Passage for review:
--- START ---

The Toho Bank, Ltd. (株式会社東邦銀行, Kabushiki-gaisha Tōhō Ginkō) is a Japanese regional bank headquartered in Fukushima, Fukushima Prefecture, in the Tōhoku region of northern Honshū.
Toho Bank provides financial services for individual and corporate customers, including deposits, loans, real estate, securities trading and investment, foreign exchange, bond underwriting and registration services as well as ATM and credit card services. As of 2021, the company operates 122 branches.

==History==
The Toho Bank was established on November 4, 1941 by the merger of the Koriyama Commercial Bank with the Aizu Bank and Shirakawa Bank, with its head office in the city of Koriyama, Fukushima. In August 1942, the Miharu Bank, Inawashiro Bank and Iwase Industrial Bank were merged into the Toho Bank as part the Japanese government’s wartime consolidation of Japanese industries. In February 1943, the bank was further enlarged by merger with the Yabuki Bank, Tamura Entrepreneurial Bank and the Iwato Bank, and with the Fukushima Savings Bank in November 1944. The head office was relocated to the city of Fukushima in December 1946.

--- END ---

About this exercise:
In the passage on the Toho Bank, list every bank that was merged into the Toho Bank after its establishment in 1941. The entries are not needed here.

Entries provided:
--- START ---

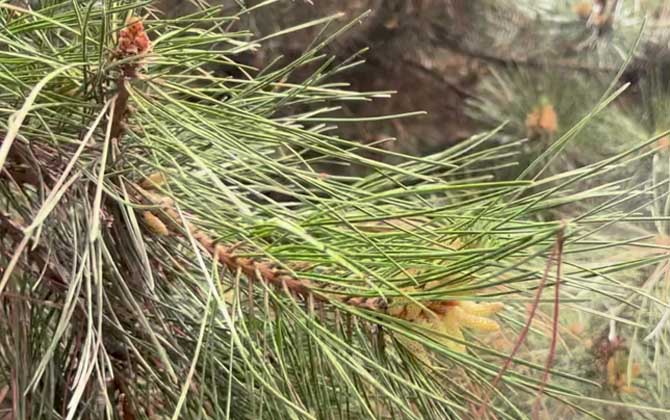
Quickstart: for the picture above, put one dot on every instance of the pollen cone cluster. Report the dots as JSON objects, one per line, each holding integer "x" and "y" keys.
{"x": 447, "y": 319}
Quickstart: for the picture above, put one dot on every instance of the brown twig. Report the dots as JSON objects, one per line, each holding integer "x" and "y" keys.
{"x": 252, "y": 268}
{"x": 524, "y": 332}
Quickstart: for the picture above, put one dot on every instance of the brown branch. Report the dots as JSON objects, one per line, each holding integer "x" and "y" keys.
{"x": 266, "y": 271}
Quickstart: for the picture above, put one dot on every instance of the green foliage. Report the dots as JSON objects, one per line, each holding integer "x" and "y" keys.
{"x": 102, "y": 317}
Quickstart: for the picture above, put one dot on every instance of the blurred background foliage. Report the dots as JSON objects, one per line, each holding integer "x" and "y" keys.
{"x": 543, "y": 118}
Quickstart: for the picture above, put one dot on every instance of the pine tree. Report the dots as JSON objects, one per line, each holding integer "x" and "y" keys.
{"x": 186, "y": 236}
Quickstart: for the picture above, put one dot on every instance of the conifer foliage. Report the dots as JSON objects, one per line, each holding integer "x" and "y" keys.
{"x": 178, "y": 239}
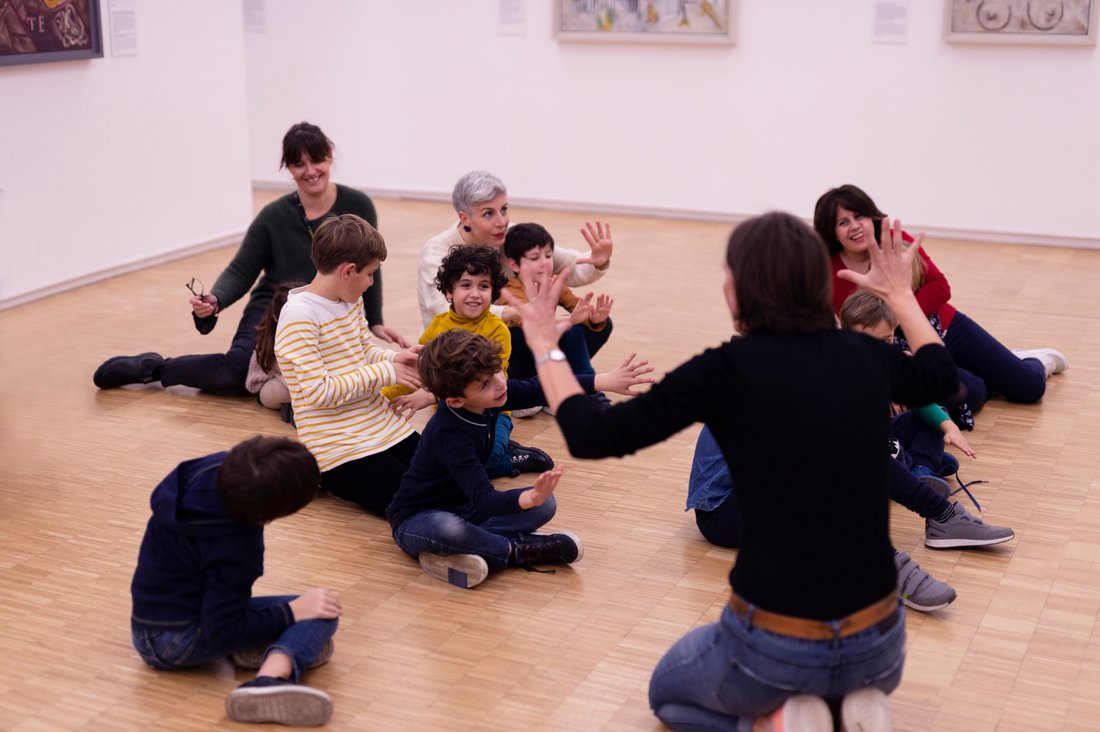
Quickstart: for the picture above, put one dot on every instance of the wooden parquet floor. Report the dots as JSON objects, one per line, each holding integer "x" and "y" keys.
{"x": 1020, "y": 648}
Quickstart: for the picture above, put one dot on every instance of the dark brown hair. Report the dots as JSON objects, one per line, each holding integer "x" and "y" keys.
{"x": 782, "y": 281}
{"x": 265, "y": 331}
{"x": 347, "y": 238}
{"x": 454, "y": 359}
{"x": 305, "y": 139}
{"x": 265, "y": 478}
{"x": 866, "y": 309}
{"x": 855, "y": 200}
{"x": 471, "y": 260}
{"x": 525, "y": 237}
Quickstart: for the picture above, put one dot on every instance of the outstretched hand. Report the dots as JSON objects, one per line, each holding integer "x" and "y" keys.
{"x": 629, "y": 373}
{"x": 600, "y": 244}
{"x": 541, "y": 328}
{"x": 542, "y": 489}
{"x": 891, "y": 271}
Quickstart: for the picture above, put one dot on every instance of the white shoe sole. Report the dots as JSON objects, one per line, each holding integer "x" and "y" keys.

--- END ---

Response to the exercise:
- Miharu Bank
- Inawashiro Bank
- Iwase Industrial Bank
- Yabuki Bank
- Tamura Entrepreneurial Bank
- Iwato Bank
- Fukushima Savings Bank